**GIVEN RECORDS:**
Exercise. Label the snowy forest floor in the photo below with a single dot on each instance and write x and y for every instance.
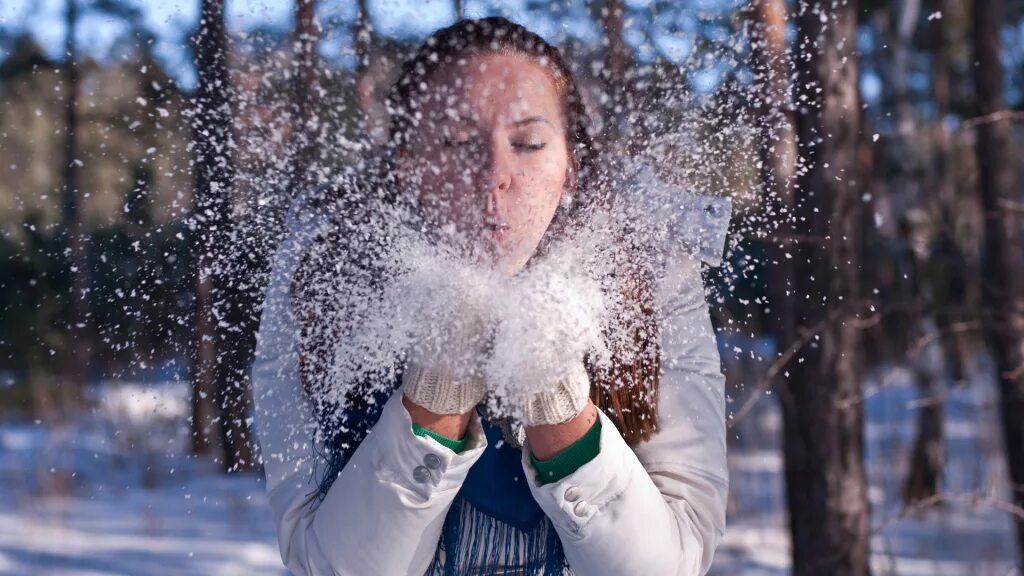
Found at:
(116, 494)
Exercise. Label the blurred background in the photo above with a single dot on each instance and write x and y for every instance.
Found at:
(869, 313)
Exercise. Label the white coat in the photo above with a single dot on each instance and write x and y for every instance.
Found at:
(657, 508)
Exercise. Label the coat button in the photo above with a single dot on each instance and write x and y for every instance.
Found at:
(581, 508)
(572, 493)
(433, 461)
(421, 474)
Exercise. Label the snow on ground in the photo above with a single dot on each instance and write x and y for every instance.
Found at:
(117, 494)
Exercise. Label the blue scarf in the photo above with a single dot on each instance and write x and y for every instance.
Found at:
(494, 523)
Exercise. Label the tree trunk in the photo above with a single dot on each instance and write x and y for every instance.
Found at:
(822, 401)
(615, 80)
(77, 348)
(303, 87)
(928, 457)
(213, 173)
(1000, 283)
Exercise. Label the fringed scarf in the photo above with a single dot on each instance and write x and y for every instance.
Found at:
(494, 527)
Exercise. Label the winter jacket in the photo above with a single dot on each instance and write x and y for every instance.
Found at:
(655, 508)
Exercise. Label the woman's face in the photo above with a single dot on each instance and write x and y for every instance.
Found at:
(489, 158)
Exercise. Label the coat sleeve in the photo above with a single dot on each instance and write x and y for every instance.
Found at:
(384, 512)
(657, 508)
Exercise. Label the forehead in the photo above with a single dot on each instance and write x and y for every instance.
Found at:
(493, 88)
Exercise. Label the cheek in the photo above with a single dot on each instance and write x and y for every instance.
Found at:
(542, 189)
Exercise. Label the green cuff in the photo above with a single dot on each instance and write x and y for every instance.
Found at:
(455, 445)
(569, 459)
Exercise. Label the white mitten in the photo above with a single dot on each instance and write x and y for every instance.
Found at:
(451, 333)
(552, 318)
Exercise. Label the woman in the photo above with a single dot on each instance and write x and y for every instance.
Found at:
(608, 469)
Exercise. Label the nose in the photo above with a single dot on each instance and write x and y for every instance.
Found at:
(499, 177)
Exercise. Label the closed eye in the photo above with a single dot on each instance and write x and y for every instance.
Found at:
(529, 147)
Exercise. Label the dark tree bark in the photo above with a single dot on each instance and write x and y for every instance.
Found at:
(928, 455)
(220, 391)
(822, 399)
(303, 90)
(1003, 292)
(615, 80)
(77, 350)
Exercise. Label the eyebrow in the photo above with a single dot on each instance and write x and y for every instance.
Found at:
(531, 120)
(517, 123)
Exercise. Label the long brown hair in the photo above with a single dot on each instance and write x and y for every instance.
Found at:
(628, 389)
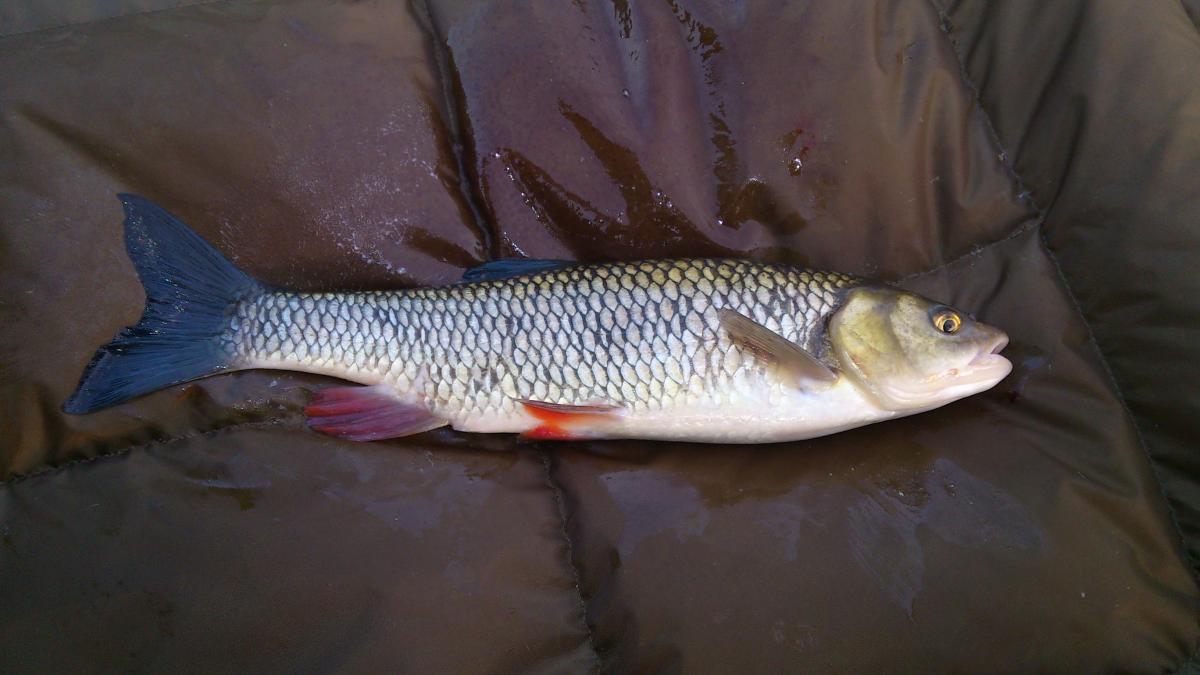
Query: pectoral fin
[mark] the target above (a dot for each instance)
(791, 360)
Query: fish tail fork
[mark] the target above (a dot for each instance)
(192, 292)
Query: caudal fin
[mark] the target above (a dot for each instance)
(191, 292)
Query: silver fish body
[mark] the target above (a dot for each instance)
(697, 350)
(645, 338)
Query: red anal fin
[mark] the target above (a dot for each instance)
(366, 413)
(561, 422)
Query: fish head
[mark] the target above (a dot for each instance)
(911, 353)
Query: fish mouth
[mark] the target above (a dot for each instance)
(988, 366)
(990, 353)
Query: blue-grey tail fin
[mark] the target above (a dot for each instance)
(191, 292)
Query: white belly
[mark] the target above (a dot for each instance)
(755, 412)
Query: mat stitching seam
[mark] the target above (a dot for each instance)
(102, 19)
(569, 545)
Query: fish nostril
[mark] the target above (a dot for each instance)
(1000, 345)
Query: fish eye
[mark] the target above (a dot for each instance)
(948, 321)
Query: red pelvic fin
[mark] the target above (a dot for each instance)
(561, 422)
(366, 413)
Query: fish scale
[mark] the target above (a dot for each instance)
(645, 336)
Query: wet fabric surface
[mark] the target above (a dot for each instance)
(373, 145)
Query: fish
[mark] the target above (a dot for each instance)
(700, 350)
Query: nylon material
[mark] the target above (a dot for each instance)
(239, 515)
(687, 166)
(976, 514)
(1079, 131)
(309, 142)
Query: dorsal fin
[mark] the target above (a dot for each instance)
(789, 358)
(508, 268)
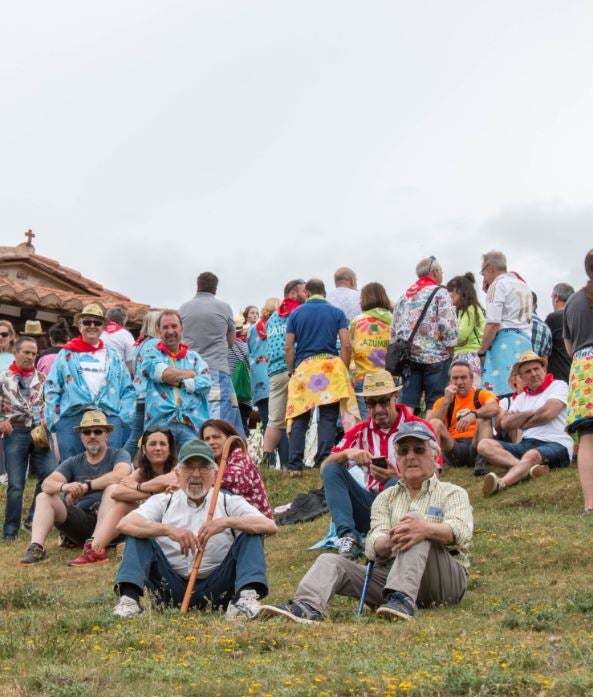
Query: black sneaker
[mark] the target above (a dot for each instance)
(34, 554)
(480, 466)
(398, 606)
(297, 612)
(349, 547)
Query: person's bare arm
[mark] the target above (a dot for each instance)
(345, 347)
(289, 352)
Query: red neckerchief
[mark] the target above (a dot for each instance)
(181, 353)
(287, 306)
(548, 380)
(421, 283)
(112, 327)
(260, 328)
(19, 371)
(78, 345)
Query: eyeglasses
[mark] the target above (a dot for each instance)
(403, 450)
(292, 286)
(380, 401)
(186, 468)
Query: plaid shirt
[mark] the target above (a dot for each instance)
(13, 405)
(438, 502)
(541, 337)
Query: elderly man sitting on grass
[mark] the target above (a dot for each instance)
(420, 532)
(166, 533)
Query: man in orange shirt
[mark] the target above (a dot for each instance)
(462, 417)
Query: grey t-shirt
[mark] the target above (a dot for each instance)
(77, 469)
(206, 322)
(578, 321)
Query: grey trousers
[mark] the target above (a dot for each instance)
(427, 573)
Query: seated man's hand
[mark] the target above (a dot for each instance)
(187, 539)
(407, 532)
(211, 527)
(360, 457)
(382, 474)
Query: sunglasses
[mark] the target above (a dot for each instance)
(380, 401)
(292, 286)
(202, 469)
(403, 450)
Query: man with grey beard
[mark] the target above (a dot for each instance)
(81, 480)
(167, 532)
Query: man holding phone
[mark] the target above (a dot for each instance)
(363, 463)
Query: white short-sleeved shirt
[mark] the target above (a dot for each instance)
(509, 303)
(122, 341)
(179, 511)
(553, 431)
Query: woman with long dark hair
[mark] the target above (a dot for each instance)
(578, 338)
(470, 322)
(241, 476)
(157, 459)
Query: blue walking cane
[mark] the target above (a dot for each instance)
(365, 587)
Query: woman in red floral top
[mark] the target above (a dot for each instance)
(241, 476)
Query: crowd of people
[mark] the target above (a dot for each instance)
(125, 435)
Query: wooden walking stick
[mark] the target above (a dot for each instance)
(216, 489)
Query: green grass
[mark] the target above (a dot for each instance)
(525, 626)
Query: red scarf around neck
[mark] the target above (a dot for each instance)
(421, 283)
(79, 345)
(548, 380)
(287, 306)
(112, 327)
(19, 371)
(181, 353)
(260, 328)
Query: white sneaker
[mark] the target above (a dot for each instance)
(127, 607)
(246, 608)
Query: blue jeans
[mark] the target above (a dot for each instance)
(222, 401)
(69, 440)
(553, 454)
(430, 378)
(144, 564)
(326, 435)
(348, 502)
(18, 450)
(136, 430)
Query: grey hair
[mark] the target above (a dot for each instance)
(496, 259)
(425, 266)
(117, 314)
(563, 291)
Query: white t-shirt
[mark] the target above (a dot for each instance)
(509, 303)
(183, 513)
(122, 341)
(553, 431)
(94, 369)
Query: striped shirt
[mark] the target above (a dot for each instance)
(438, 502)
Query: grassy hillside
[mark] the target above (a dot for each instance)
(525, 627)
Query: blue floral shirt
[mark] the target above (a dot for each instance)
(438, 331)
(138, 356)
(67, 392)
(186, 403)
(258, 362)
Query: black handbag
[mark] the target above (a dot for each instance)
(399, 354)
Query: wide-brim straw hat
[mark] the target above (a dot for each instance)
(92, 310)
(379, 384)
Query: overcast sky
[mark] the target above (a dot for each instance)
(147, 141)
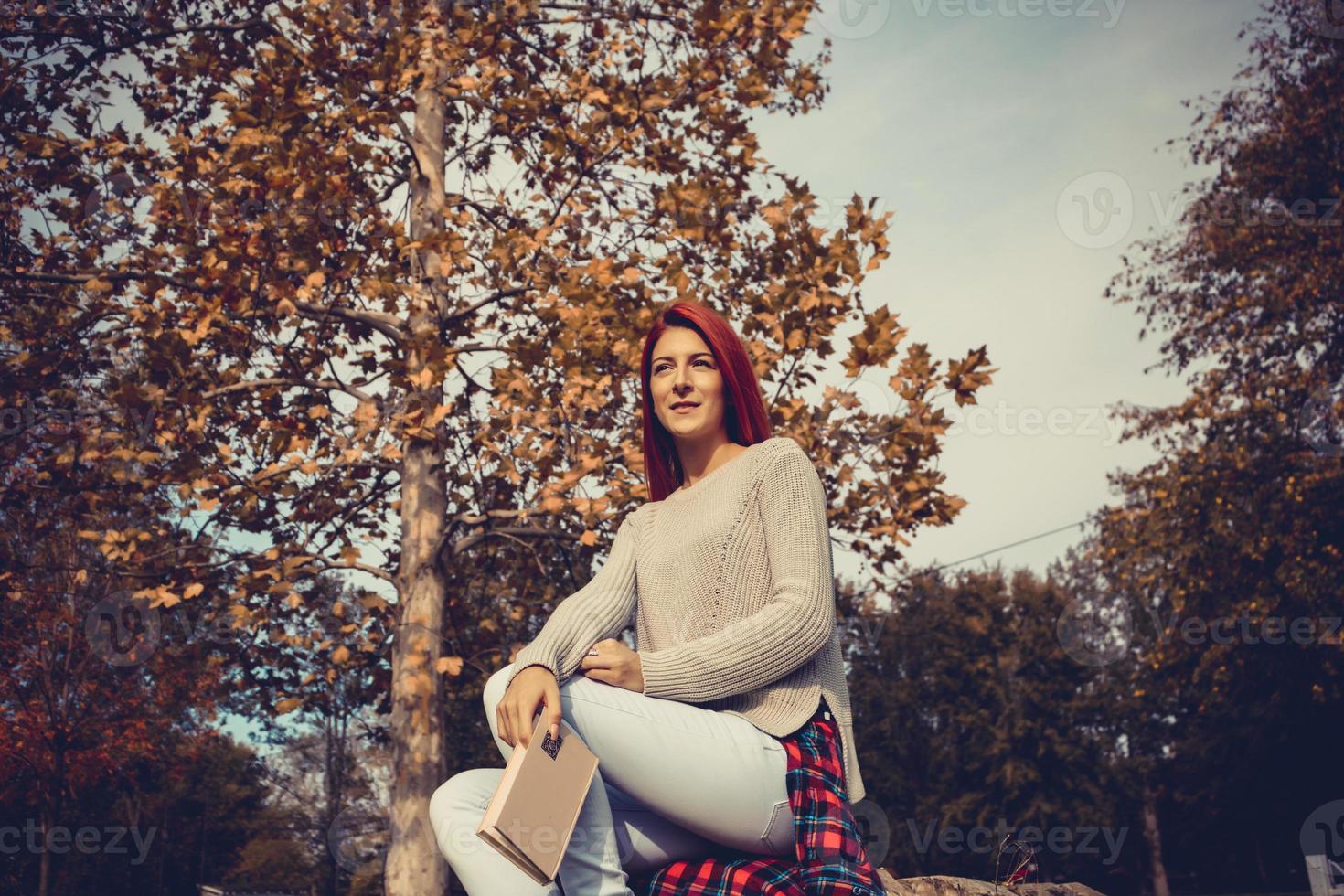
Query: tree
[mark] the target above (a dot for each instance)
(326, 212)
(1237, 526)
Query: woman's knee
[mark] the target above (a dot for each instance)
(460, 801)
(495, 688)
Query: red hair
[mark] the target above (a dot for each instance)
(743, 417)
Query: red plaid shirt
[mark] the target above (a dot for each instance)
(828, 852)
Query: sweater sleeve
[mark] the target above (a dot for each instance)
(601, 609)
(795, 621)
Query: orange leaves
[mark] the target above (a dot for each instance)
(965, 377)
(877, 343)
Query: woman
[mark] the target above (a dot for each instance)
(726, 577)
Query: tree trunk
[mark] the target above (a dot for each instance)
(414, 865)
(45, 855)
(1153, 836)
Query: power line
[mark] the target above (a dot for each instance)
(1003, 547)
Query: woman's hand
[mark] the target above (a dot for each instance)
(614, 664)
(517, 709)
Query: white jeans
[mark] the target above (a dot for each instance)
(674, 781)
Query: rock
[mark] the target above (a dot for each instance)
(944, 885)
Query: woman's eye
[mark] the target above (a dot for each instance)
(663, 367)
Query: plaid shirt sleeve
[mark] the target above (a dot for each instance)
(829, 859)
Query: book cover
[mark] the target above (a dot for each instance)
(535, 807)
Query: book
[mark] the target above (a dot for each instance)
(537, 804)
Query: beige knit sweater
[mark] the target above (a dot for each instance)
(730, 592)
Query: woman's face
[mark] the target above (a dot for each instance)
(683, 371)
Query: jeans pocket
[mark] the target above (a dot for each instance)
(777, 837)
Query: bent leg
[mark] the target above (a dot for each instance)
(714, 775)
(454, 810)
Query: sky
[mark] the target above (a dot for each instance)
(1020, 145)
(1021, 155)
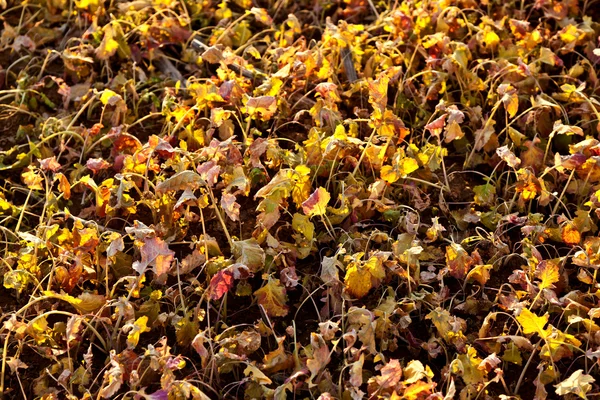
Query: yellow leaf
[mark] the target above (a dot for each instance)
(512, 105)
(32, 179)
(108, 96)
(570, 235)
(547, 272)
(389, 174)
(360, 278)
(466, 366)
(578, 383)
(512, 354)
(317, 202)
(480, 273)
(262, 107)
(302, 224)
(531, 323)
(491, 39)
(85, 303)
(135, 329)
(91, 5)
(407, 165)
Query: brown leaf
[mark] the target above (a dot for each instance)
(220, 284)
(180, 181)
(155, 252)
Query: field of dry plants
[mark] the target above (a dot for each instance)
(309, 199)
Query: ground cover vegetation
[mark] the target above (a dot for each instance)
(299, 199)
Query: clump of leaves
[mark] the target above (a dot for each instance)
(204, 199)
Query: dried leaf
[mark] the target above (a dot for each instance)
(316, 204)
(273, 298)
(578, 383)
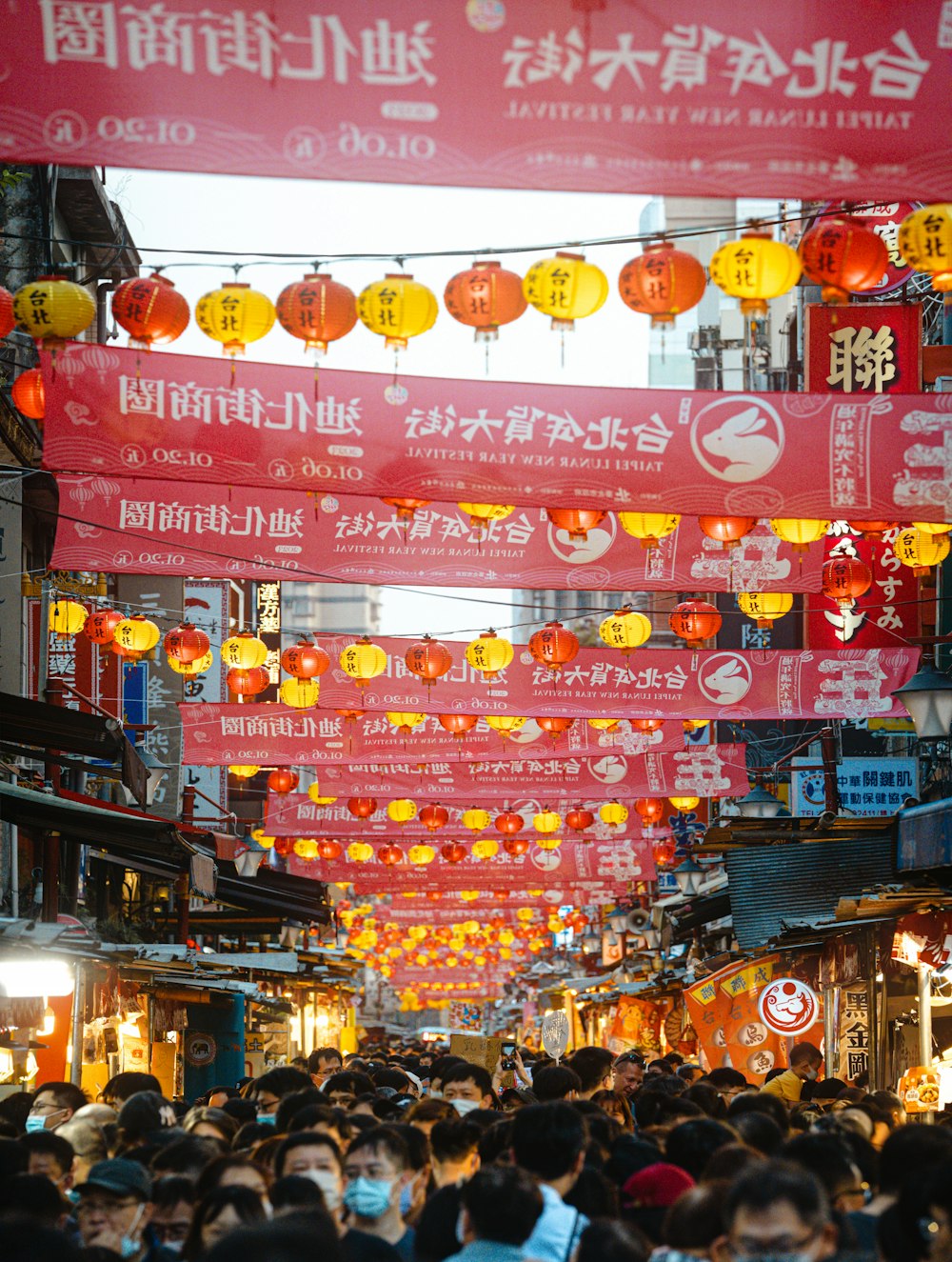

**DIRECTIONS:** Which lines of the material contain the word "leaves"? Collect each such line in full, treating uppercase and lowercase letters as different.

**WRITTEN RESPONSE:**
Query: orange leaves
Query: clump of leaves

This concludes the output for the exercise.